Is this worth my time?
How can I most easily reach out and get my person placed on this show?

The Challenge of Podcast Analytics

The first question led us to tackle one of podcasting’s biggest challenges: audience size metrics. This information is notoriously hard to come by – podcast platforms don’t publicly share listener counts, and unless hosts voluntarily share their numbers, it’s completely opaque.

Even the major platforms like Apple Podcasts only show rankings within categories, never actual listener numbers. You won’t find download counts per episode anywhere public. It’s intentionally opaque data that platforms and creators guard closely.

Building the Machine Learning System

This drove me to build something I initially thought impossible: a machine learning system for estimating podcast audience sizes. The journey started with manual data collection – I spent weeks gathering information about thousands of podcasts where hosts had publicly shared their listener counts in interviews, on social media, or during episodes.

For each podcast, I collected over 260 different data points. These include:

Public metrics: rankings, review counts, and ratings across different platforms
Content patterns: episode frequency, length, and guest appearance rates
Historical data: podcast age, episode count, and publishing consistency
Engagement signals: social media presence, website traffic indicators
Category-specific benchmarks: performance relative to similar shows

The real challenge came in building the ML model itself. I implemented it directly in my PHP application, which required careful architecture to handle the computational load efficiently. The system uses a neural network with multiple hidden layers, performing gradient descent optimization to find the best correlations between our input features and known audience sizes.

One of the trickiest aspects was handling outliers and incomplete data. Not every podcast has all 260 data points available, so the system needed to work with partial information. I implemented a weighted feature system that adjusts the model’s confidence based on the quality and quantity of available data.

The current system achieves an impressive sub-3% error rate for more than half of its estimations, meaning the projected audience size is within 3% of the actual number for these cases. Even in less accurate cases, the system typically stays within a factor of five from the real number – a podcast predicted to have 1,000 listeners might actually have between 200 and 5,000, which is still valuable for prioritization decisions.

* Task instructions *
(1) Decide whether each statement agrees with the text on podcast audience estimates. Answer yes or no for each and quote the words of the text that settle it.
(a) Apple Podcasts shows actual listener numbers.
(b) The model was built directly into a PHP application.
(c) More than half of the system's estimations are within 3% of the actual audience size.
(2) Reproduce everything in the text on podcast audience estimates from "One of the trickiest" down to "for prioritization decisions.", word for word.

* Given information *
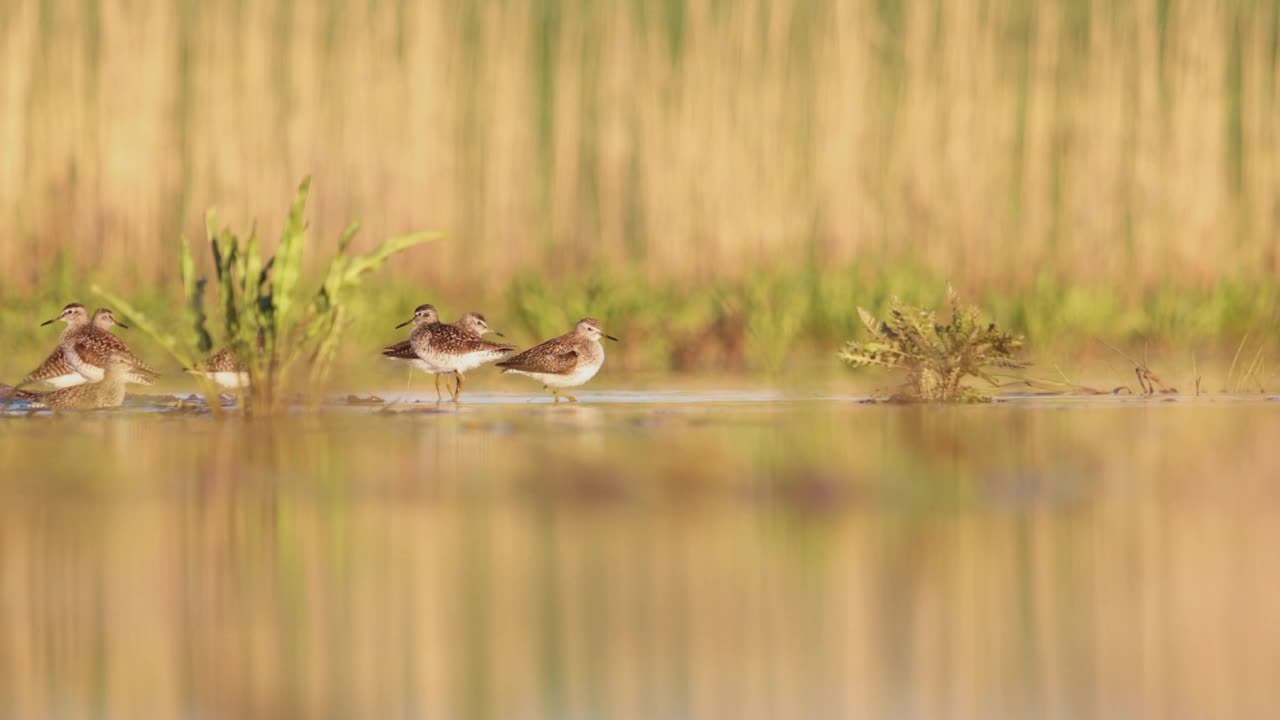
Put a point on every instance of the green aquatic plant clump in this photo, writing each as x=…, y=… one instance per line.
x=938, y=358
x=266, y=320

* Answer set *
(1)
(a) No: "Even the major platforms like Apple Podcasts only show rankings within categories, never actual listener numbers."
(b) Yes: "I implemented it directly in my PHP application"
(c) Yes: "The current system achieves an impressive sub-3% error rate for more than half of its estimations"

(2)
One of the trickiest aspects was handling outliers and incomplete data. Not every podcast has all 260 data points available, so the system needed to work with partial information. I implemented a weighted feature system that adjusts the model’s confidence based on the quality and quantity of available data.

The current system achieves an impressive sub-3% error rate for more than half of its estimations, meaning the projected audience size is within 3% of the actual number for these cases. Even in less accurate cases, the system typically stays within a factor of five from the real number – a podcast predicted to have 1,000 listeners might actually have between 200 and 5,000, which is still valuable for prioritization decisions.